Collect each line of the records that contains the string "matching", treating uppercase and lowercase as different.
++++ THE INPUT ++++
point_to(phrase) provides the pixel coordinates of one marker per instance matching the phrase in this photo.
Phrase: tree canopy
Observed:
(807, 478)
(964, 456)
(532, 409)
++++
RESULT FOR THIS EXERCISE
point_to(phrase) provides the pixel coordinates of one marker per instance matching the phrase in this photo.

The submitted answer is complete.